== ARTICLE ==
+ + + +

The only thing that seemed very odd was the strange lack of horrified screaming from the mother, and the employee not sounding nearly as freaked out as he should have.


----------



## marzipanmermaid (Sep 5, 2014)

oath2order said:


> ayyyy the bite of 87 bit though. I like that they made it so that it's basically negligent parenting. Love the inclusion of Freddy's theme at the end.
> 
> The only thing that seemed very odd was the strange lack of horrified screaming from the mother, and the employee not sounding nearly as freaked out as he should have.


The good ol' Bite of '87. I was expecting a bit more of a reaction from the mum as well or the crowd, which was a tad tame, but it was great nonetheless. It's really cool hearing Litterbot (the employee's narrator) using his non-robotic voice for this, but he was a bit nonchalant for my tastes, especially when he was getting murdered.

I think my favorite one had to be the introduction to the band. I want more of this. I feel so horrible for liking this crap so much, but it's feeding off my fear of Chuck E. Cheese resturants and theme park mascots something fierce and I love it, lol.


----------



## oath2order (Sep 5, 2014)

littlemissmarzipanmermaid said:


> The good ol' Bite of '87. I was expecting a bit more of a reaction from the mum as well or the crowd, which was a tad tame, but it was great nonetheless. It's really cool hearing Litterbot (the employee's narrator) using his non-robotic voice for this, but he was a bit nonchalant for my tastes, especially when he was getting murdered.
> 
> I think my favorite one had to be the introduction to the band.

+ + + +

== MATERIAL SUPPLIED ==
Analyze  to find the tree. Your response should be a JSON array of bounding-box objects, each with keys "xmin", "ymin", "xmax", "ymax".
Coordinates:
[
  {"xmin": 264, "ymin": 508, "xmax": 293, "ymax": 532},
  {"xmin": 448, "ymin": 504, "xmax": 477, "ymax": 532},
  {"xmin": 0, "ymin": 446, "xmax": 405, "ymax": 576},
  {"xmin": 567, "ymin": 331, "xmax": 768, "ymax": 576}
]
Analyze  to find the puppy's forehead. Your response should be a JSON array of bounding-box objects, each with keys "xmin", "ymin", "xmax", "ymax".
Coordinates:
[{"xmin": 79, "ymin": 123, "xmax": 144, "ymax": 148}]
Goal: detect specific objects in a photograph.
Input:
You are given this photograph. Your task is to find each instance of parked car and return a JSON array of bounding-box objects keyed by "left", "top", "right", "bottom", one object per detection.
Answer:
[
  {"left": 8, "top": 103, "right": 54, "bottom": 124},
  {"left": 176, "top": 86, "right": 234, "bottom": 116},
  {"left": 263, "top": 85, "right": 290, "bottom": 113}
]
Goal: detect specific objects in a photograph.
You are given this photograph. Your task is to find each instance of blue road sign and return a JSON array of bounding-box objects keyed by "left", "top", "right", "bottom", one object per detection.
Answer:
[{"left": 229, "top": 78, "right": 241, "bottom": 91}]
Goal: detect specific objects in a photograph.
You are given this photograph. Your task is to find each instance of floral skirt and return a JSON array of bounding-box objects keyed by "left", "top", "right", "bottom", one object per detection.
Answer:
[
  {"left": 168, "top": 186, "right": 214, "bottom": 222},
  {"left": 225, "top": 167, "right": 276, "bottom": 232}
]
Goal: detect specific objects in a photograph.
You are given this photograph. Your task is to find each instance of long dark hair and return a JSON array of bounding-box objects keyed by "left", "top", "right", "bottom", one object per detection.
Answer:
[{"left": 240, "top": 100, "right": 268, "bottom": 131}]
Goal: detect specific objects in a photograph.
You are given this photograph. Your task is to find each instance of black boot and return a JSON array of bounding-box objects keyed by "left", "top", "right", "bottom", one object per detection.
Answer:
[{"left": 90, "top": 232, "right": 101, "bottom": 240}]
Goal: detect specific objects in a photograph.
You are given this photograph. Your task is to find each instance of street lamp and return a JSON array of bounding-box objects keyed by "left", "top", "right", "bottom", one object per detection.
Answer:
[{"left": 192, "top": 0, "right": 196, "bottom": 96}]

+ + + +

== WHAT YOU HAVE TO DO ==
Decide whether each statement below agrees with the forum thread above, and answer yes or no, quoting the words from the thread that decide it. (a) marzipanmermaid found the crowd's reaction in the Bite of '87 somewhat tame. (b) marzipanmermaid's favorite part was the Bite of '87. (c) oath2order disliked the inclusion of Freddy's theme at the end.

== COMPLETE ANSWER ==
(a) Yes: "I was expecting a bit more of a reaction from the mum as well or the crowd, which was a tad tame"
(b) No: "I think my favorite one had to be the introduction to the band."
(c) No: "Love the inclusion of Freddy's theme at the end."